§ EXTRACTED RECORDS:
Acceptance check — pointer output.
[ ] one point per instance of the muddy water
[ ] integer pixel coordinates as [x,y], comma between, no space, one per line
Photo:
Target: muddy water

§ BRIEF:
Please convert each nonblank line of the material into a JSON list of strings, one string per line.

§ SOLUTION FOR THIS TASK:
[
  "Acceptance check — pointer output.",
  "[ ] one point per instance of the muddy water",
  "[ ] integer pixel coordinates as [x,y], comma between, no space, one per line",
  "Photo:",
  "Target: muddy water"
]